**BRIEF**
Find each line in the listing that contains the string "target", and copy those lines.

**DATA SUPPLIED**
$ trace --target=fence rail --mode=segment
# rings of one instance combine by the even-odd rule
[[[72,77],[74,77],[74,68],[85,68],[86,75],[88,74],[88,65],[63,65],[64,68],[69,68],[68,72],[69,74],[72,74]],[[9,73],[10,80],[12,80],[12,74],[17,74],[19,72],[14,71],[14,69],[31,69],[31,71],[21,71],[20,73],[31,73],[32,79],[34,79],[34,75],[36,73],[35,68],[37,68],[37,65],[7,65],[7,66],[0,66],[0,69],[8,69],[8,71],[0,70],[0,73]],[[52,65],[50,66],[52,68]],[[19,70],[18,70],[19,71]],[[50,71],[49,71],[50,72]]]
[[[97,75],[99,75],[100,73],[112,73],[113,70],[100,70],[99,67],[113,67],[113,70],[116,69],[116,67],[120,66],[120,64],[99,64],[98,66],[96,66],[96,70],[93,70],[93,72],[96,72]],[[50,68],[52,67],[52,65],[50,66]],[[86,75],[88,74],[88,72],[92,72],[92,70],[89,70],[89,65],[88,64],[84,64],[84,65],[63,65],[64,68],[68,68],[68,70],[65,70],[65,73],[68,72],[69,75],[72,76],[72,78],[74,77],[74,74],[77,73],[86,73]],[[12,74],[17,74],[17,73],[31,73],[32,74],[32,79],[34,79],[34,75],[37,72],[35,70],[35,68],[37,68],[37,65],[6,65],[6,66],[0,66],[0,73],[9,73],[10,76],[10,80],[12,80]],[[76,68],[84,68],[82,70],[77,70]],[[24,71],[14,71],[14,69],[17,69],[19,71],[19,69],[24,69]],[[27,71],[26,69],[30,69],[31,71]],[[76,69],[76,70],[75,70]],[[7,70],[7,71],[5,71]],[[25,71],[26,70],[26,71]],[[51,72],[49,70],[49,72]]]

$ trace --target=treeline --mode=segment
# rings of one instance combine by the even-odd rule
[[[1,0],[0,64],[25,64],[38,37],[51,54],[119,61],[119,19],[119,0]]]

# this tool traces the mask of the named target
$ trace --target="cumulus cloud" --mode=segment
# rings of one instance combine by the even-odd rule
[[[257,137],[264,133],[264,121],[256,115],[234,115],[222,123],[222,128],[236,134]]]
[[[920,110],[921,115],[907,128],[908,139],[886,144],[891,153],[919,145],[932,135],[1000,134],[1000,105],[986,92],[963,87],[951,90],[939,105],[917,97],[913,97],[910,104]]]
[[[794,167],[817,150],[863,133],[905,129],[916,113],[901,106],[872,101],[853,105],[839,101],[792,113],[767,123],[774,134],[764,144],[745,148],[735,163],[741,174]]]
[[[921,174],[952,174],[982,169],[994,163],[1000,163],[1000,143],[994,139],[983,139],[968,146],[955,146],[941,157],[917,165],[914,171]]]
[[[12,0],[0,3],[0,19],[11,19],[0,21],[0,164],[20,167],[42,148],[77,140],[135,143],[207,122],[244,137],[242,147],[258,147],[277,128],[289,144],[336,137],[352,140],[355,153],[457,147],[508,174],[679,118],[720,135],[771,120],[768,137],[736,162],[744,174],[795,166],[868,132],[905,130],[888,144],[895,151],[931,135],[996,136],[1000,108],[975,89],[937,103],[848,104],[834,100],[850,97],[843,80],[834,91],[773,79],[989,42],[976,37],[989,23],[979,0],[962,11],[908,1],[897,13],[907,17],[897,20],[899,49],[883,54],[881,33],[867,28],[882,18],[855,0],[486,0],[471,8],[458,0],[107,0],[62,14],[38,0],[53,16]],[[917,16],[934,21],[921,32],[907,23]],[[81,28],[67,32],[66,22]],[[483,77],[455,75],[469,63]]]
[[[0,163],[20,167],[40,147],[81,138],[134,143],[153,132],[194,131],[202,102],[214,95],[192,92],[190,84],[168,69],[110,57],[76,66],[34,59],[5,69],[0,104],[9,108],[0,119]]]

**RESULT FOR THIS EXERCISE**
$ trace --target=fence rail --mode=segment
$ trace --target=treeline --mode=segment
# this tool traces the mask of the named target
$ trace --target="cumulus cloud" --mode=segment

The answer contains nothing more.